> Goal
Tally the rows below that contain the string "able", matching case exactly, and reply with only that number.

--- Begin Information given ---

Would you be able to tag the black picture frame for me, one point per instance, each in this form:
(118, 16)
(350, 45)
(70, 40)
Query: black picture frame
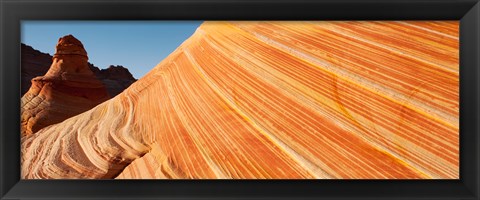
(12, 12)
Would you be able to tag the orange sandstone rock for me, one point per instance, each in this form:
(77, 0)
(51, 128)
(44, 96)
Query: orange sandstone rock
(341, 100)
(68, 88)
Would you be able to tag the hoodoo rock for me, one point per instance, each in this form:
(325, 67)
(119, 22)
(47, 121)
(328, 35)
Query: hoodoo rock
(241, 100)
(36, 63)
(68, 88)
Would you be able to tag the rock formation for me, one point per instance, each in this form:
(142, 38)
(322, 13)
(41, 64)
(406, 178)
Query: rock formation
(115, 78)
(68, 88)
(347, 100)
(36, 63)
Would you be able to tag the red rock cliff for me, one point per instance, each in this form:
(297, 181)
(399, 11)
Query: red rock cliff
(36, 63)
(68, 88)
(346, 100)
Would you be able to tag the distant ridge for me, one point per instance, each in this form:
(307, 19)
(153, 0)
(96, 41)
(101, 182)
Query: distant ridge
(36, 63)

--- End Information given ---
--- Begin Information given ---

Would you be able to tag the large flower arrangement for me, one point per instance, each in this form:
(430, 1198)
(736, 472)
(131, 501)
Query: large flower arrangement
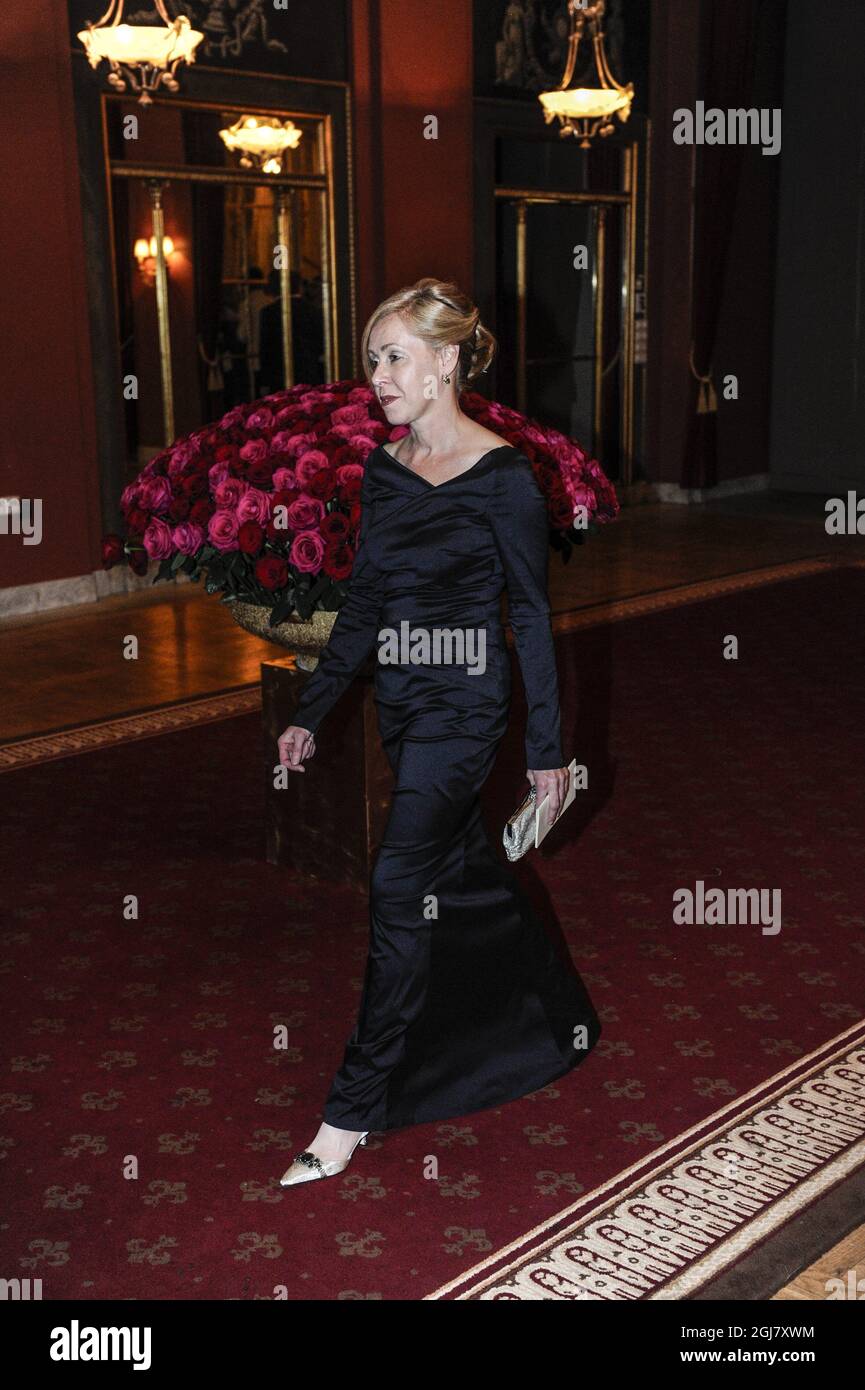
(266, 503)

--- End Information given ---

> Final result
7